**What to work on:** Retype the Nancy Hiller article below word for word, from its opening list of facts through its final line.

**Source document:**
- Born: July 2, 1959 Miami Beach, Florida
- Died: August 29, 2022 (aged 63) Bloomington, Indiana
- Known for: Cabinetmaking, furniture making, restoration
- Style: Period and Arts & Crafts
- Website: http://www.nrhillerdesign.com/

= Nancy Hiller =

American cabinetmaker (1959–2022)

Nancy Hiller (July 2, 1959 – August 29, 2022) was a cabinetmaker, period furniture maker, and author based in Bloomington, Indiana. Hiller owned and operated NR Hiller Design: Custom Furniture and Cabinetry, taught woodworking classes, and was the author of several books including Making Things Work: Tales from a Cabinetmaker's Life.

== Early life and education ==
Nancy Hiller was born on July 2, 1959, in Miami Beach, Florida to Herbert Hiller and Mary Lee Adler.

Hiller moved to England with her mother and sister in 1971 after her parents' divorce. She started building furniture out of necessity and for additional income while living as a young person in London in the late 1970s. Inspired to learn the craft, she earned a Certificate in Furniture Making from the City & Guilds of London in 1980. After graduation, she worked for Roy Giffiths building antique kitchens in Wisbech, Cambridgeshire. She went on to work briefly in the wood shop at the Imperial War Museum at Duxford Airbase outside of London.

Upon returning to the United States, she attended Indiana University, receiving a Bachelor of Arts degree in 1993 and a Master of Arts degree in 1996, both in Religious studies.

== Career ==

=== Woodworker ===
In 1995 Hiller founded NR Hiller Design, Inc. She was inspired by 19th- and 20th-century architecture and furniture, and specialized in restoration and period work. She enjoyed custom work on old houses and antique architecture. Her work has been featured in Popular Woodworking, Old-House Journal, and Fine Woodworking.

**Material provided:**

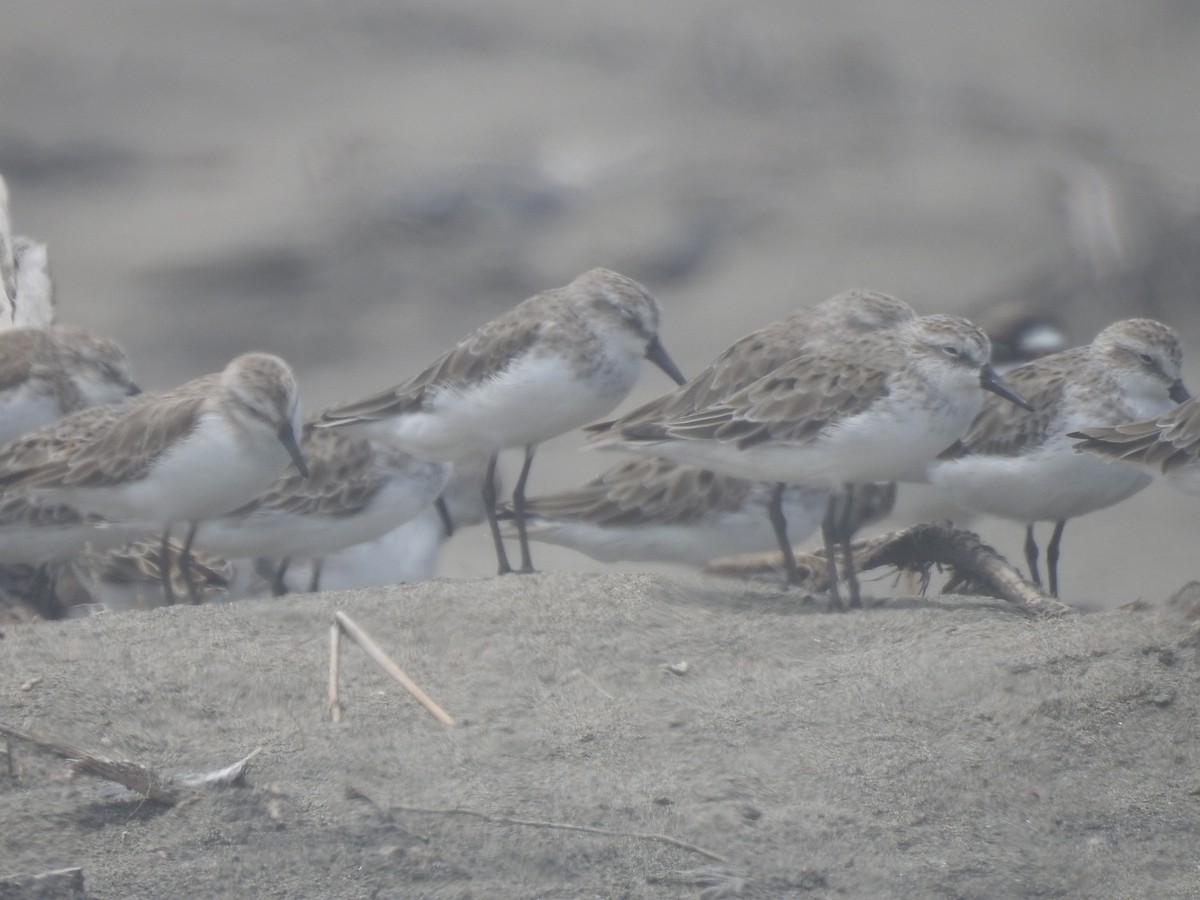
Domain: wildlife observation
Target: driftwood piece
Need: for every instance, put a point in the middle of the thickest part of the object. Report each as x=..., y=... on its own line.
x=137, y=778
x=132, y=775
x=916, y=550
x=345, y=624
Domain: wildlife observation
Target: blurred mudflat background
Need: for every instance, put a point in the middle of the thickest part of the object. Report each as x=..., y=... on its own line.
x=357, y=185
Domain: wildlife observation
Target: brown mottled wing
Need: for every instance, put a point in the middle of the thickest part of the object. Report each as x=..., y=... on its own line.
x=17, y=347
x=643, y=490
x=119, y=451
x=793, y=403
x=342, y=478
x=1003, y=429
x=490, y=349
x=1169, y=441
x=57, y=441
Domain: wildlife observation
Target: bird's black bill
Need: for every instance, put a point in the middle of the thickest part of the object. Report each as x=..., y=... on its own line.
x=288, y=438
x=658, y=355
x=991, y=382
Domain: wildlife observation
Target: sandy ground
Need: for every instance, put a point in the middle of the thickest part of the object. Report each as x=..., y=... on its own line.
x=942, y=748
x=357, y=185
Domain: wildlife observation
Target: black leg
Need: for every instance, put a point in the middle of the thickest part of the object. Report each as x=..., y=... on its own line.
x=1031, y=556
x=1053, y=556
x=519, y=510
x=845, y=535
x=502, y=558
x=185, y=565
x=168, y=592
x=444, y=514
x=280, y=587
x=778, y=521
x=828, y=532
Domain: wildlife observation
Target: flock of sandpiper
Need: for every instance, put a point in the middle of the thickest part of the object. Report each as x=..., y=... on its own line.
x=804, y=424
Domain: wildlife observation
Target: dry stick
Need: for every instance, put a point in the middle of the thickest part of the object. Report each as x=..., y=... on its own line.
x=375, y=652
x=135, y=777
x=563, y=827
x=335, y=666
x=916, y=549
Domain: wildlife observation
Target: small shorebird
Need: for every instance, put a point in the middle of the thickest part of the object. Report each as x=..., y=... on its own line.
x=357, y=490
x=48, y=372
x=877, y=407
x=1020, y=465
x=547, y=366
x=189, y=454
x=653, y=510
x=844, y=318
x=1167, y=444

**Solution for this task:**
- Born: July 2, 1959 Miami Beach, Florida
- Died: August 29, 2022 (aged 63) Bloomington, Indiana
- Known for: Cabinetmaking, furniture making, restoration
- Style: Period and Arts & Crafts
- Website: http://www.nrhillerdesign.com/

= Nancy Hiller =

American cabinetmaker (1959–2022)

Nancy Hiller (July 2, 1959 – August 29, 2022) was a cabinetmaker, period furniture maker, and author based in Bloomington, Indiana. Hiller owned and operated NR Hiller Design: Custom Furniture and Cabinetry, taught woodworking classes, and was the author of several books including Making Things Work: Tales from a Cabinetmaker's Life.

== Early life and education ==
Nancy Hiller was born on July 2, 1959, in Miami Beach, Florida to Herbert Hiller and Mary Lee Adler.

Hiller moved to England with her mother and sister in 1971 after her parents' divorce. She started building furniture out of necessity and for additional income while living as a young person in London in the late 1970s. Inspired to learn the craft, she earned a Certificate in Furniture Making from the City & Guilds of London in 1980. After graduation, she worked for Roy Giffiths building antique kitchens in Wisbech, Cambridgeshire. She went on to work briefly in the wood shop at the Imperial War Museum at Duxford Airbase outside of London.

Upon returning to the United States, she attended Indiana University, receiving a Bachelor of Arts degree in 1993 and a Master of Arts degree in 1996, both in Religious studies.

== Career ==

=== Woodworker ===
In 1995 Hiller founded NR Hiller Design, Inc. She was inspired by 19th- and 20th-century architecture and furniture, and specialized in restoration and period work. She enjoyed custom work on old houses and antique architecture. Her work has been featured in Popular Woodworking, Old-House Journal, and Fine Woodworking.